Supplied records Block Start
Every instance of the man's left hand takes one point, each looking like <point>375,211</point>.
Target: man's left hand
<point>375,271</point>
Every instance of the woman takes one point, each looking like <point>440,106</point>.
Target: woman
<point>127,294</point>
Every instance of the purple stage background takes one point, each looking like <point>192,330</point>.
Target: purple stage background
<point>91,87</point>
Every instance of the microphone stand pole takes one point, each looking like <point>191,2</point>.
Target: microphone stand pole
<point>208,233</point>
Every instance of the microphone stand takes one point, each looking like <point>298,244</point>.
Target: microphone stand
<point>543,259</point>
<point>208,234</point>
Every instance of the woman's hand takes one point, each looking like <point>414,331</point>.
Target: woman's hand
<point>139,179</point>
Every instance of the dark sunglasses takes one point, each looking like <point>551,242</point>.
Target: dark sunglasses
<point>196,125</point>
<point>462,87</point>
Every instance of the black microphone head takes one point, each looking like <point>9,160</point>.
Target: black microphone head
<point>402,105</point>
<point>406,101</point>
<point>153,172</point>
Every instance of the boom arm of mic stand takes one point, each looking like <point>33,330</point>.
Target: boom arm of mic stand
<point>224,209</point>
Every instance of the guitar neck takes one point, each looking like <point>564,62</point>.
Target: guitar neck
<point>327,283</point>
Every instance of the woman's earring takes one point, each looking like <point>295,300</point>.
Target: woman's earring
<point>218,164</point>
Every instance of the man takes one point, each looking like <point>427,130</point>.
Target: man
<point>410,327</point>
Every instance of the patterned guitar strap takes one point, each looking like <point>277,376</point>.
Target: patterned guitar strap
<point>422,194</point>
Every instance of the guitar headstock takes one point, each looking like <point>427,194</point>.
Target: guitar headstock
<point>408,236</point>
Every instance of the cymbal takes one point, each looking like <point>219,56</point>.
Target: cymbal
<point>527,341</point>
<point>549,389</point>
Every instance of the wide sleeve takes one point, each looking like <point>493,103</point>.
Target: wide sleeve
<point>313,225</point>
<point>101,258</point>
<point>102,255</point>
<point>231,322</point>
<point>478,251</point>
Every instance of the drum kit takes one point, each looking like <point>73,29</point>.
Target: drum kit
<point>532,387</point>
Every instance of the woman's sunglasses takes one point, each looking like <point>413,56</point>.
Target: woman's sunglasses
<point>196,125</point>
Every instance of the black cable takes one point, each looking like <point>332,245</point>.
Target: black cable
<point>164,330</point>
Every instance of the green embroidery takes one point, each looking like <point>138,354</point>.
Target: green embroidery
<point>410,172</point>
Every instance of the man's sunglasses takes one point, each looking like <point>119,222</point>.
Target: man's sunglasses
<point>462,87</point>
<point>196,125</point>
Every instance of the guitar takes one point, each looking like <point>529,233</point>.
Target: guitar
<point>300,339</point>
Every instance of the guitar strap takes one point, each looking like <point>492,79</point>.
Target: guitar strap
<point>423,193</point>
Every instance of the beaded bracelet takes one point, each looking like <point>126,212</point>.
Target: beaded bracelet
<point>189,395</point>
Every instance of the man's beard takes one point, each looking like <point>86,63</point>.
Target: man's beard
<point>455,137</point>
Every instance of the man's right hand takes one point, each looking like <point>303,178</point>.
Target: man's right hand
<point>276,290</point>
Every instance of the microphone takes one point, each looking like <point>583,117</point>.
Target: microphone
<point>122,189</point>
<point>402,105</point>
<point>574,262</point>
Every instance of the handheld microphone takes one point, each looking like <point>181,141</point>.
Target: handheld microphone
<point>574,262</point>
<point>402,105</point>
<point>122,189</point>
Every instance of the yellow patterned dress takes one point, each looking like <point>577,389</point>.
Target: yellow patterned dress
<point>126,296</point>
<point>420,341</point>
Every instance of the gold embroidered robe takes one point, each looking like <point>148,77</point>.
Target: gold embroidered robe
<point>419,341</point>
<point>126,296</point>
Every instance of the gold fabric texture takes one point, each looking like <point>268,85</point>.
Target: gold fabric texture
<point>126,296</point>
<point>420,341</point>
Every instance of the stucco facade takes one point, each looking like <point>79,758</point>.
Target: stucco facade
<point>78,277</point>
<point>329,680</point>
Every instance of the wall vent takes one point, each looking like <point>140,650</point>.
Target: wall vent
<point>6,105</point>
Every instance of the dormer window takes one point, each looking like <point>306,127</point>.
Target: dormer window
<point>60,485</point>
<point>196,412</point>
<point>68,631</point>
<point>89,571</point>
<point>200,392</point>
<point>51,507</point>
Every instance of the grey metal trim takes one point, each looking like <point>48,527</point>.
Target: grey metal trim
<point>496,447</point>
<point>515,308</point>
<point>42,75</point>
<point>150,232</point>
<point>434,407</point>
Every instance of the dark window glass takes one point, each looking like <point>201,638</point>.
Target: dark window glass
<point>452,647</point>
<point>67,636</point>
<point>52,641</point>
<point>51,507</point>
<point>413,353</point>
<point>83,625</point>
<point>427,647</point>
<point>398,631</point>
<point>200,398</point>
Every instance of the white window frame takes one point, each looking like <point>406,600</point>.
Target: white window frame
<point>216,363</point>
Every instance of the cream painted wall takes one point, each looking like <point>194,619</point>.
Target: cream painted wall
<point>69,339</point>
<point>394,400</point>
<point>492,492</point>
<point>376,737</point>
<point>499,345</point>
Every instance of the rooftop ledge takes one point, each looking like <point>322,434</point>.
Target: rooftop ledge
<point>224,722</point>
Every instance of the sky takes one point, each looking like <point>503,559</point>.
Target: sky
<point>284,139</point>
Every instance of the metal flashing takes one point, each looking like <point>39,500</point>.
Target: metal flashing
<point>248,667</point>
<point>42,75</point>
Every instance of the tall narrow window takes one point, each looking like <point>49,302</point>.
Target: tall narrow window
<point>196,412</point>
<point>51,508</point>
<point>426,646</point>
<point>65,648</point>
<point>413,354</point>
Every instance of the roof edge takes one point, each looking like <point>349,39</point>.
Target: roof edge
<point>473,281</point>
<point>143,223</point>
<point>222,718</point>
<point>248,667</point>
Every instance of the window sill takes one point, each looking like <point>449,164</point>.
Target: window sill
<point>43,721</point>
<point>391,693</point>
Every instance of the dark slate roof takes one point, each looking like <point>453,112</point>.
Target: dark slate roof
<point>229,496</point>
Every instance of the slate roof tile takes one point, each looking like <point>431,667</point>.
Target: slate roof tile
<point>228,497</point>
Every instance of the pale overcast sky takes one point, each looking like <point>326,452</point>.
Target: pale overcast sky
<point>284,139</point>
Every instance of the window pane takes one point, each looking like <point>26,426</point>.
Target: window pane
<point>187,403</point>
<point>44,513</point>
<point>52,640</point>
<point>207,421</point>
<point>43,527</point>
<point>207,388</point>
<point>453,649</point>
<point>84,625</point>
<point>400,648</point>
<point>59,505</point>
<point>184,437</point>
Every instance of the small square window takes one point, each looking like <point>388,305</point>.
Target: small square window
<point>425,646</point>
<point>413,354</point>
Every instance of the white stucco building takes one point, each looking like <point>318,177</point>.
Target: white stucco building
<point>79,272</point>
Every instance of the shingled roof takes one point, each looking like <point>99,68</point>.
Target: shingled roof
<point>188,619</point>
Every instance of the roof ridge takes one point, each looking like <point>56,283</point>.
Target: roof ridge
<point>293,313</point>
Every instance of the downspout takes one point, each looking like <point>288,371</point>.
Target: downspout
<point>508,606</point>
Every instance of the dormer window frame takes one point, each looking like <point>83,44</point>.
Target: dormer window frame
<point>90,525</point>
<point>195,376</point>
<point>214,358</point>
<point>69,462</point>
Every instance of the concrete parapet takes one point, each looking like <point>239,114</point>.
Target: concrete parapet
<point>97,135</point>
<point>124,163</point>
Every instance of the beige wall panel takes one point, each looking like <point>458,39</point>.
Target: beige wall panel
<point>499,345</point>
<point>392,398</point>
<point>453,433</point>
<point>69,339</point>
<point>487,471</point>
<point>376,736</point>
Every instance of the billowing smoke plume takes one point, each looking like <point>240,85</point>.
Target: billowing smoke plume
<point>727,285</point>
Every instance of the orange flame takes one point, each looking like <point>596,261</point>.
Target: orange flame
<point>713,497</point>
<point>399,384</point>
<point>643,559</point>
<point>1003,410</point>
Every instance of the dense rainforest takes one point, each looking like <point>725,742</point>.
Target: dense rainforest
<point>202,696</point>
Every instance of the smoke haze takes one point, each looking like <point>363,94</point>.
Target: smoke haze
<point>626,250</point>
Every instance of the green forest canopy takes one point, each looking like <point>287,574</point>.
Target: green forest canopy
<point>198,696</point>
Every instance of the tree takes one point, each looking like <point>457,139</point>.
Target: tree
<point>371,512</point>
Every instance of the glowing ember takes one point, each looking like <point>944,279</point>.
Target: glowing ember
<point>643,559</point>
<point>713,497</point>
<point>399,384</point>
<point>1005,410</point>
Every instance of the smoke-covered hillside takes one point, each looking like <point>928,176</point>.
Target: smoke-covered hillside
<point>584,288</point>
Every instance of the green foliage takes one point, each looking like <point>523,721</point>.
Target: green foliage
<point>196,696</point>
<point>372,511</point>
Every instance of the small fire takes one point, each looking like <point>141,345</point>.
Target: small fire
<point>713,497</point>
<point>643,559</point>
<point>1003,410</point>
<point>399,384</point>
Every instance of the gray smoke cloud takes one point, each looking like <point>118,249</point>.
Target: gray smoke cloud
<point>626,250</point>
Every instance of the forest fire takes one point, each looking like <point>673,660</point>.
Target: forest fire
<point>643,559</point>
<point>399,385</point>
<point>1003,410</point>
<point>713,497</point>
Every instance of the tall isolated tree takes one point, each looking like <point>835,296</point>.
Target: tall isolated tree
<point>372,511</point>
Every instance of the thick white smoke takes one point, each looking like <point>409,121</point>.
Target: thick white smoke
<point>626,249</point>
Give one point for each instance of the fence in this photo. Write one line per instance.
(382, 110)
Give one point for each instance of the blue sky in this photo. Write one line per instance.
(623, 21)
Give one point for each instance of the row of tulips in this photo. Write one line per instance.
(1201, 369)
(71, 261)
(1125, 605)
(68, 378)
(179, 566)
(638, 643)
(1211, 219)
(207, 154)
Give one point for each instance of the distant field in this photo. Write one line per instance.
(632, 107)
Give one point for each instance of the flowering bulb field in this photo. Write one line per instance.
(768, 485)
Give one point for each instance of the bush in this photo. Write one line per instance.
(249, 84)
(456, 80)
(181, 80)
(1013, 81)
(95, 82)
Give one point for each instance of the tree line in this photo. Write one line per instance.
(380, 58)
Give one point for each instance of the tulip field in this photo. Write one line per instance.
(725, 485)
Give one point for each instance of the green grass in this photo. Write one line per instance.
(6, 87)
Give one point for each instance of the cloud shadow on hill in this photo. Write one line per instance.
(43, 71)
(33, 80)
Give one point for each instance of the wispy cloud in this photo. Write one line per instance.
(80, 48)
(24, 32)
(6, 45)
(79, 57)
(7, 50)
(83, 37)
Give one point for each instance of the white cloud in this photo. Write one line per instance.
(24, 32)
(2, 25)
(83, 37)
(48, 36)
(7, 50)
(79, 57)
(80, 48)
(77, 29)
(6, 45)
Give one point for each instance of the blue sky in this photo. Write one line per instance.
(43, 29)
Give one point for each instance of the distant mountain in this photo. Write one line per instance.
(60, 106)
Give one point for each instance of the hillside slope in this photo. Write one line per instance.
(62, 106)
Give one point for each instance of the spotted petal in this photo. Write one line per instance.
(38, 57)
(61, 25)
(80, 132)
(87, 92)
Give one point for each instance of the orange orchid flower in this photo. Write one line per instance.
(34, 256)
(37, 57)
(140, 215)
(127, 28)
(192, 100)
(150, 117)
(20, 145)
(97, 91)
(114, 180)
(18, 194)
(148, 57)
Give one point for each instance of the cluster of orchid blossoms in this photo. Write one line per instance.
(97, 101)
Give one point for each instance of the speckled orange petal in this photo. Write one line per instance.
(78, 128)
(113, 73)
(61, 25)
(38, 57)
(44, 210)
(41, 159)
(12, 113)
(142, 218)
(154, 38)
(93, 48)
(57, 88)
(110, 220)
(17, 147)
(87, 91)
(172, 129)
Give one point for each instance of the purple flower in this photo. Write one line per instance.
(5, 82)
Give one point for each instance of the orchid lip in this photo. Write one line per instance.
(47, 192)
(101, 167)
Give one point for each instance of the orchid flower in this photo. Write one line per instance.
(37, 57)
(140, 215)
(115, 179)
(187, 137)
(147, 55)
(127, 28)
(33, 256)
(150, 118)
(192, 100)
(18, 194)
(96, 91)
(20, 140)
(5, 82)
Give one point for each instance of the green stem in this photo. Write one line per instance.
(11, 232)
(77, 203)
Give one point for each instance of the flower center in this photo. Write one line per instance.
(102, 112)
Supplied records Block End
▸ **What you need to do**
All lines from the beginning of the entries through the line marked "Every instance of the dark sunglasses" are to be output exactly; nothing else belongs in the answer.

▸ **Written answer**
Every instance of the man's left hand takes one point, each looking like <point>375,211</point>.
Target: man's left hand
<point>375,271</point>
Every instance of the woman takes one point, each looking like <point>440,106</point>.
Target: woman
<point>127,294</point>
Every instance of the purple stage background takes one point, each looking like <point>192,330</point>.
Target: purple stage background
<point>91,87</point>
Every instance of the microphone stand pole takes one point, each looking like <point>191,2</point>.
Target: microphone stand pole
<point>208,233</point>
Every instance of the microphone stand takes one point, each looking like <point>298,244</point>.
Target: microphone stand
<point>543,259</point>
<point>208,234</point>
Every instance of the woman's hand takes one point, each looking like <point>414,331</point>.
Target: woman's hand
<point>139,179</point>
Every instance of the dark sunglasses takes one point, each looking like <point>551,242</point>.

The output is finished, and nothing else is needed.